### Supplied records
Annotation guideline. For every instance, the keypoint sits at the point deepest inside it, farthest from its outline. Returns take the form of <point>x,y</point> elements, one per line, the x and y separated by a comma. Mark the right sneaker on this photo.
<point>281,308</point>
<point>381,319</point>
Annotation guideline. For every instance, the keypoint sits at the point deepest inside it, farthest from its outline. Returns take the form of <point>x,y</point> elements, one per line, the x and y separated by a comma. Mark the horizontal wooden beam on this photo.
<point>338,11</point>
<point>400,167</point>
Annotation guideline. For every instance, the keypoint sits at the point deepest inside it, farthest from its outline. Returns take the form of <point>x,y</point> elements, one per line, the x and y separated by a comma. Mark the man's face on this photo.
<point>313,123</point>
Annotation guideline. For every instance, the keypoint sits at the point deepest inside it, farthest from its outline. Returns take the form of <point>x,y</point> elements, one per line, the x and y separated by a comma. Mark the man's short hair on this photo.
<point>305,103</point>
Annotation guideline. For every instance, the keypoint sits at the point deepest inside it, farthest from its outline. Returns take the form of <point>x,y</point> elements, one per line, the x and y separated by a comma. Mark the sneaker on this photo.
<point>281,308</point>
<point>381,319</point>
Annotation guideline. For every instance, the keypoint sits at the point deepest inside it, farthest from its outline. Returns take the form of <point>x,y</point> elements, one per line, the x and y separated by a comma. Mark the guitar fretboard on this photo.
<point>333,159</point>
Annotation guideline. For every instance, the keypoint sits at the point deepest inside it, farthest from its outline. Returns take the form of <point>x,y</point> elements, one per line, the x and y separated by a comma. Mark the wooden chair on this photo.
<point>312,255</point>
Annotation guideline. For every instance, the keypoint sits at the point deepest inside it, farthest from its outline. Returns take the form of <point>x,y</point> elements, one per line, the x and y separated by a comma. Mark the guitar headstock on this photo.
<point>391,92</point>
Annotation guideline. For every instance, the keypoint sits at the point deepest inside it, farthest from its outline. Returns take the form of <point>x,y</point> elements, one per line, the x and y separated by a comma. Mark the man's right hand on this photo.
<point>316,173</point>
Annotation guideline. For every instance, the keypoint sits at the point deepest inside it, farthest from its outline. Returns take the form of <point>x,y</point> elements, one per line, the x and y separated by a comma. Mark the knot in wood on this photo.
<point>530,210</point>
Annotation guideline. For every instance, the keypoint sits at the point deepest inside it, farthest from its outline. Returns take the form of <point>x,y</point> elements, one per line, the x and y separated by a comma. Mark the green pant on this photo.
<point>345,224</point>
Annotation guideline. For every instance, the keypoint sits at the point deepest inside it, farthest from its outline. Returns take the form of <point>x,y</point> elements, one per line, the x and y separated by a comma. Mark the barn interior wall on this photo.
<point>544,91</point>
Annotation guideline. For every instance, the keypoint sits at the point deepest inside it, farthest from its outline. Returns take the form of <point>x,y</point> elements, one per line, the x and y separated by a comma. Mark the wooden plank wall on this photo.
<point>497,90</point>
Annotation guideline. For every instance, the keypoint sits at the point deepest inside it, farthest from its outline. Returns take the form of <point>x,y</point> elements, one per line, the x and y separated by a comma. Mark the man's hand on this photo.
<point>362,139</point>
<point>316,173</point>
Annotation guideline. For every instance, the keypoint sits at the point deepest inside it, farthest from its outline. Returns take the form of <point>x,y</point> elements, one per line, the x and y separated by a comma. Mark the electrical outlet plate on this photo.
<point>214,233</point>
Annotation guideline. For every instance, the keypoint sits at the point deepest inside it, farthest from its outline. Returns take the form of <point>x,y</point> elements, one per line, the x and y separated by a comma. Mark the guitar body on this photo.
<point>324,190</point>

### Your task
Extract every line of the material above and reproduce each one word for word.

### Answer to this problem
Annotation guideline. For every instance, the keypoint sits at the point deepest inside it, farthest from its outline. Returns take the form of <point>x,y</point> elements, one per line, the x and y separated by a comma. Mark the right sneaker on this photo.
<point>281,308</point>
<point>381,319</point>
Annotation guideline. For every instance, the keypoint sits at the point deepest inside it, farthest from its outline. Returns take the form of <point>x,y</point> elements, one per line, the x and y separated by a comma. Mark the horizontal wooden beam on this photo.
<point>338,11</point>
<point>400,167</point>
Annotation guideline. For every instance, the keypoint sits at the point deepest inside it, farthest from its outline. Returns take the form of <point>x,y</point> elements, one per line, the x and y separated by a comma. Mark the man's face on this photo.
<point>313,123</point>
Annotation guideline. For every instance, the keypoint sits at the point deepest inside it, farthest from its outline. Returns take the form of <point>x,y</point> elements, one per line, the x and y separated by a comma. Mark the man's short hair on this photo.
<point>305,103</point>
Annotation guideline. For every instance, the keypoint sits at the point deepest inside it, farthest from its outline. Returns take the form of <point>x,y</point> elements, one per line, the x and y separated by a comma. Mark the sneaker on this photo.
<point>281,308</point>
<point>381,319</point>
Annotation guideline. For every instance, the keypoint sits at the point deepest inside it, farthest from its outline. Returns take the form of <point>x,y</point> elements, one per line, the x and y separated by a comma. Mark the guitar fretboard on this photo.
<point>333,159</point>
Annotation guideline. For every instance, the keypoint sits at the point deepest inside it, farthest from its outline. Returns take the form of <point>x,y</point> elements, one per line, the x and y separated by a comma. Mark the wooden chair on this photo.
<point>312,255</point>
Annotation guideline. For every instance, the keypoint sits at the point deepest inside it, farthest from its outline. Returns take the form of <point>x,y</point> elements, one per line, the x and y separated by a comma. Mark the guitar headstock on this photo.
<point>391,92</point>
Annotation guideline. For every instance, the keypoint sits at the point deepest inside it, farthest from its outline. Returns take the form of <point>x,y</point> elements, one per line, the x and y separated by a comma. Mark the man's right hand on this photo.
<point>316,173</point>
Annotation guideline. For every instance, the keypoint sits at the point deepest inside it, farthest from its outline. Returns take the form of <point>x,y</point> elements, one per line, the x and y separated by a comma. Mark the knot in wood on this photo.
<point>530,210</point>
Annotation guideline. For every instance, the keypoint sits at the point deepest inside it, farthest from its outline. Returns take the form of <point>x,y</point> elements, one per line, the x and y separated by a comma. Mark the green pant on this photo.
<point>345,224</point>
Annotation guideline. For every instance, the keypoint sits at the point deepest inside it, farthest from its outline. Returns take the form of <point>x,y</point> elements, one per line, the x and y separated by a comma. Mark the barn interior wall on this photo.
<point>544,91</point>
Annotation guideline. For every instance, the keypoint sits at the point deepest inside it, farthest from its outline. Returns take the form of <point>x,y</point> elements, one per line, the x and y separated by a comma. Mark the wooden plank wall on this photo.
<point>497,90</point>
Annotation guideline. For every instance, the keypoint sits at the point deepest inside it, farthest from its outline. Returns take the form of <point>x,y</point> elements, one per line, the x and y separated by a comma. Mark the man's hand on this photo.
<point>362,139</point>
<point>316,173</point>
Annotation guideline. For every instance, the keypoint sits at the point deepest inside it, farthest from its outline. Returns take the form of <point>x,y</point> elements, one per line, the x and y separated by a comma. Mark the electrical outlet plate on this photo.
<point>214,233</point>
Annotation guideline. For every instance, the keypoint sits at the point deepest inside it, farthest from its outline. Returns take the form of <point>x,y</point> elements, one per line, the x and y separated by a comma. Mark the guitar body on this photo.
<point>324,190</point>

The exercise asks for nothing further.